• _PASSAGE TO READ_
########

Even Microsoft is betting on Linux now. No wonder given Win11 not being popular! :D
This is the most absurd news I have read in a while. I for one welcome our new open source overlords.
Nothing new,this is meant for their cloud Linux boxes.

Not meant to replace windows 11 as others are suggesting

Not even at gunpoint would I choose Azure as my cloud provider but great for Linux
qemu-system-x86_64 -cdrom AzureLinux-3.0-x86_64.iso -boot d -m 2048
Hey! I’m part of the larger Azure Linux team. Glad to answer any questions. It is a tad late here though so drop em and I’ll get to them in the morning!
Is Azure running its hypervisors on Linux these days? I read awhile back that they were switching from Windows
even microsoft knows better than to use windows for infrastructure.
Where is the downvote button? Remember: it's EEE all the way.
Wasn't part of one of the big lawsuits 30 years ago that Microsoft could not market a UNIX derivative?

########

• _ITEMS_
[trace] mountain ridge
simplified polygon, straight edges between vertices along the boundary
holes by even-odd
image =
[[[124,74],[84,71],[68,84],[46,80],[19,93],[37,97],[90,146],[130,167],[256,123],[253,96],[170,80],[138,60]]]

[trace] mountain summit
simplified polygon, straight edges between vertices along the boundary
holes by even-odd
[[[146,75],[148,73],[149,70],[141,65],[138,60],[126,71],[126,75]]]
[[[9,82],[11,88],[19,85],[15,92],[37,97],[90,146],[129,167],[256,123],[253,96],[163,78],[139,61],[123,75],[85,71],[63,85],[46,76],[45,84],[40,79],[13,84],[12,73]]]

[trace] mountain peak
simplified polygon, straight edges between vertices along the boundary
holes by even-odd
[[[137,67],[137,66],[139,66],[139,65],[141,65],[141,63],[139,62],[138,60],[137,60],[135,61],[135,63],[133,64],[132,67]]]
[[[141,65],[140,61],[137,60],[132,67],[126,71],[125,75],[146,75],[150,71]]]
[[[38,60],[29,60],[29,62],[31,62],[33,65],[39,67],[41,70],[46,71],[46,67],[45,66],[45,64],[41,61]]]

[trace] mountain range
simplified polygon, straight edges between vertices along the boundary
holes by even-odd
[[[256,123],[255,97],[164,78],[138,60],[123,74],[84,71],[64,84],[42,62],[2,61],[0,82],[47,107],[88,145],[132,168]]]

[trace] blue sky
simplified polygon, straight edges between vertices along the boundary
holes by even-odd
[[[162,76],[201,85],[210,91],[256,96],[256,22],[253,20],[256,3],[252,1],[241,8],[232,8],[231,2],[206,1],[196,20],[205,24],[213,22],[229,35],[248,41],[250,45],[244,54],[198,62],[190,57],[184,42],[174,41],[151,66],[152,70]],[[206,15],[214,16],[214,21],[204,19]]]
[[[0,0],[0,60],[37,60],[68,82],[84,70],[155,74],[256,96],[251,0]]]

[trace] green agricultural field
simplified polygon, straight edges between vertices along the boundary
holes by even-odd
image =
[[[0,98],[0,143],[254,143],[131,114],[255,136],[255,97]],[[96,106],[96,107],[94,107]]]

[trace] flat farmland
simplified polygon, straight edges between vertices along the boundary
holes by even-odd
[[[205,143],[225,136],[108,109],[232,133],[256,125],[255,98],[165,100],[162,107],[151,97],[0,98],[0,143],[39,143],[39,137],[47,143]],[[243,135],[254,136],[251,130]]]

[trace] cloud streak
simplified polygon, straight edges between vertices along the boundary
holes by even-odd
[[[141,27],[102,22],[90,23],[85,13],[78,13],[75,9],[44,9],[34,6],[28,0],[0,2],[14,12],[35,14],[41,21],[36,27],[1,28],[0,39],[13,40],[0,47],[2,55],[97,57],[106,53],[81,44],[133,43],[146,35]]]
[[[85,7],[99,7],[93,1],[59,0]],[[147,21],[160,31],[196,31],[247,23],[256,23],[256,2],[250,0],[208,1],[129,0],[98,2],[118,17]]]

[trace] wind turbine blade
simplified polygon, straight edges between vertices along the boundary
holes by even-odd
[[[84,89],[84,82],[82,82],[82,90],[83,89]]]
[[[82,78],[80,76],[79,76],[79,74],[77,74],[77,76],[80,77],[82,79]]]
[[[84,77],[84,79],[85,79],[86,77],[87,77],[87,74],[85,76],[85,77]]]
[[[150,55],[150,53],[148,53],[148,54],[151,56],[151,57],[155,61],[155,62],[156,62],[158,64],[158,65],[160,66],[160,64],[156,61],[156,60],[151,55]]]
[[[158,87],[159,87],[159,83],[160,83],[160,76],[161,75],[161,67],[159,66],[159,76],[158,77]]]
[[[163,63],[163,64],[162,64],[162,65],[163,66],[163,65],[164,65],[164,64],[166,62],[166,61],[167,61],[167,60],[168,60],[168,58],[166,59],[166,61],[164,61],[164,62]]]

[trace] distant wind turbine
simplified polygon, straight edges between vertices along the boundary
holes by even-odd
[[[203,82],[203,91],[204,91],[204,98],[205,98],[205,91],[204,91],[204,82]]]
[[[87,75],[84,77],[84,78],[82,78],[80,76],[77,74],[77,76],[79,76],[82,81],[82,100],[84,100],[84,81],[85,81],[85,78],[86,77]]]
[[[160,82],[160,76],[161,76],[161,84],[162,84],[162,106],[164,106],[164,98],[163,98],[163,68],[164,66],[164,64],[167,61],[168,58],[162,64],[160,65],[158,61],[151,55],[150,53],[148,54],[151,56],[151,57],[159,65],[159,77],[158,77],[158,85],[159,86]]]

########

• _EXERCISE REQUIREMENTS_
A. In the Azure Linux comments, what does the member of the Azure Linux team offer to do?
B. Sum up the Azure Linux comments in two sentences.
C. Print the stretch of the Azure Linux comments from "Is Azure running" through "windows for infrastructure.".
The lines have no connection to the Azure Linux comments.

• _ANSWERS FOR THIS EXERCISE_
A. Answer any questions, getting to them in the morning.

B. Commenters react to Microsoft's Azure Linux with amusement, skepticism, and criticism, and one notes that it is meant for cloud Linux boxes rather than as a replacement for Windows 11. A member of the Azure Linux team offers to answer questions, while others ask whether Azure now runs its hypervisors on Linux and whether a lawsuit 30 years ago barred Microsoft from marketing a UNIX derivative.

C.
Is Azure running its hypervisors on Linux these days? I read awhile back that they were switching from Windows
even microsoft knows better than to use windows for infrastructure.